→ **Passage for review**
The Executive's target annual bonus will be sixty percent (60%) of his
Base Salary as in effect for such year (the "Target Bonus"), and his
actual annual bonus may range from 0% to 120% (two times target), and
will be determined based upon achievement of performance goals (seventy
percent [70%] financial [return on capital investments and EBITDA] and
thirty percent [30%] personal) as approved by the Compensation
Committee of the Board.
(c) SIGN-ON BONUS. Within thirty (30) days after the Commencement Date, the
Company will pay Executive a two hundred thousand ($200,000) dollar
sign-on bonus.
(d) FIRST BONUS GUARANTEED. The Company will pay to Executive a minimum
guaranteed bonus in the amount of one hundred eighty-eight thousand
($188,000) dollars, to be paid in 2001.
(e) STOCK OPTIONS.
(i) Effective as of the date of this Agreement, Executive will be
granted a ten-year stock option award under the Stock Incentive
Plan to purchase three hundred fifty thousand (350,000) shares of
Stock. The exercise price shall be the fair market value on such
date, and the options shall vest in equal installments in each of
the first four (4) anniversaries of the date of this Agreement.

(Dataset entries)
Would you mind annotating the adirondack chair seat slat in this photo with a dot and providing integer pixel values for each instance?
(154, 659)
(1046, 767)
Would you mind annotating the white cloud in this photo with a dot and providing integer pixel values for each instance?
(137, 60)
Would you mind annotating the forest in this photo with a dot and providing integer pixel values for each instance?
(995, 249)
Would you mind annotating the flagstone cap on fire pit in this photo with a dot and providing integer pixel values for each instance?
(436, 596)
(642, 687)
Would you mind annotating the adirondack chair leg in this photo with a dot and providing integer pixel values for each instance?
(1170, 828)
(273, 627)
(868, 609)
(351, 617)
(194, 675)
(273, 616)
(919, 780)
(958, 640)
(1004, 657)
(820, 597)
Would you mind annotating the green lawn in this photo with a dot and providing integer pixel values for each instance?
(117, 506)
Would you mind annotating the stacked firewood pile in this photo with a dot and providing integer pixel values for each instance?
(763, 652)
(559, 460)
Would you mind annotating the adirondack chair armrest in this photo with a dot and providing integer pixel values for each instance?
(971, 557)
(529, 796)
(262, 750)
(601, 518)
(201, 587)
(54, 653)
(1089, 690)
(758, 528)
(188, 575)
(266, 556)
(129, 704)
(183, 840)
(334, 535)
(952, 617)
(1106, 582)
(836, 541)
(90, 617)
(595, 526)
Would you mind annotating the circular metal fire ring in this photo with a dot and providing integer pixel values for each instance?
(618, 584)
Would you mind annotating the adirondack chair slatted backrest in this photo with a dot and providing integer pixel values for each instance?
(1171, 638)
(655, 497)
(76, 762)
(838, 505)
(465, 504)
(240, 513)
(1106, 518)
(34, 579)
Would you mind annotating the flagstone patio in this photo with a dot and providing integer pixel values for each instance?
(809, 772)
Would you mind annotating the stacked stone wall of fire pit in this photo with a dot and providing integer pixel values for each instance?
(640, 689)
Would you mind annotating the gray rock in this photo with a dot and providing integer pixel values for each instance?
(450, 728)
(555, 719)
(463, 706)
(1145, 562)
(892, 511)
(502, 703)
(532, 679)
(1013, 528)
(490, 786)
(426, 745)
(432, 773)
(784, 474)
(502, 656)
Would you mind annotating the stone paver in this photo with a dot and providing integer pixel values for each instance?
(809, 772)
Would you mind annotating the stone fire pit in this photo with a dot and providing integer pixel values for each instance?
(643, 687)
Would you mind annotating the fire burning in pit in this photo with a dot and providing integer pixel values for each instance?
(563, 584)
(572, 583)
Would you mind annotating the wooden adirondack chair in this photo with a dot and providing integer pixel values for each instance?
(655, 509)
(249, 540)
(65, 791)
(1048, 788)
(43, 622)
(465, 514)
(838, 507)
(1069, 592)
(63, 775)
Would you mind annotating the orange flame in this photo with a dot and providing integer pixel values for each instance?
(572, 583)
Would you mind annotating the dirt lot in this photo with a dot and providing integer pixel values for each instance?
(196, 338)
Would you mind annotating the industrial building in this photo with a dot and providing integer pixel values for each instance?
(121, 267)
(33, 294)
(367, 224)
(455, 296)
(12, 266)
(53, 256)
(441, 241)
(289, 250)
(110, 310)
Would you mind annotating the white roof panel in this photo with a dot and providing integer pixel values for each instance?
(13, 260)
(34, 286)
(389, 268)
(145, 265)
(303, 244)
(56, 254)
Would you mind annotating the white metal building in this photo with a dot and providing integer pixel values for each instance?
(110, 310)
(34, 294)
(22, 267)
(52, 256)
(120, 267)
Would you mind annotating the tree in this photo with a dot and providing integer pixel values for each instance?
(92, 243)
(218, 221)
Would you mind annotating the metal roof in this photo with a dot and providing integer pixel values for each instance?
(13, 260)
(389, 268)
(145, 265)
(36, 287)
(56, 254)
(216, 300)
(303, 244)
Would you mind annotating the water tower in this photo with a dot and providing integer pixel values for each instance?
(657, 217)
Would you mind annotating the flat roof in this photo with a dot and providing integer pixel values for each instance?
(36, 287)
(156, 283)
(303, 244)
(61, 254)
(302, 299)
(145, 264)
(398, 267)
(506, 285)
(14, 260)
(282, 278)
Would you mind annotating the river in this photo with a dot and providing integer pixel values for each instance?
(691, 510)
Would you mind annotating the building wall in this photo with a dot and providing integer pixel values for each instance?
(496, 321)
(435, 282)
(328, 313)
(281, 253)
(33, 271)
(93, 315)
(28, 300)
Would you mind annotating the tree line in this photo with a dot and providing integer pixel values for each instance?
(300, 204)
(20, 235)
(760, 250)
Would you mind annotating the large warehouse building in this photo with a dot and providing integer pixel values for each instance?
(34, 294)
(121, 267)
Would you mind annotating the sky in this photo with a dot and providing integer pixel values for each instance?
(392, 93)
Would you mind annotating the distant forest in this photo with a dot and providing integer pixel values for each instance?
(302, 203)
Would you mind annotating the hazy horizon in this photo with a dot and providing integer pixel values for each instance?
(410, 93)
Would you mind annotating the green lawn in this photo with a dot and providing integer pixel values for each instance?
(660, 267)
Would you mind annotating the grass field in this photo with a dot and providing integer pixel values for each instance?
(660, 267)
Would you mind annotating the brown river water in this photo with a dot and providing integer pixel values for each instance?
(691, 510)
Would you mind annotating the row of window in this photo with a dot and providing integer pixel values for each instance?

→ **Assigned task 1**
List every capitalized section heading that appears in the agreement excerpt.
→ **Assigned task 2**
From the agreement excerpt, write out the passage that begins at the words "(c) SIGN-ON BONUS." and stops after "paid in 2001.".
→ **Assigned task 3**
According to the agreement excerpt, how many shares of Stock does the stock option award let the Executive purchase?

→ **Output 1**
SIGN-ON BONUS
FIRST BONUS GUARANTEED
STOCK OPTIONS

→ **Output 2**
(c) SIGN-ON BONUS. Within thirty (30) days after the Commencement Date, the
Company will pay Executive a two hundred thousand ($200,000) dollar
sign-on bonus.
(d) FIRST BONUS GUARANTEED. The Company will pay to Executive a minimum
guaranteed bonus in the amount of one hundred eighty-eight thousand
($188,000) dollars, to be paid in 2001.

→ **Output 3**
350,000 shares.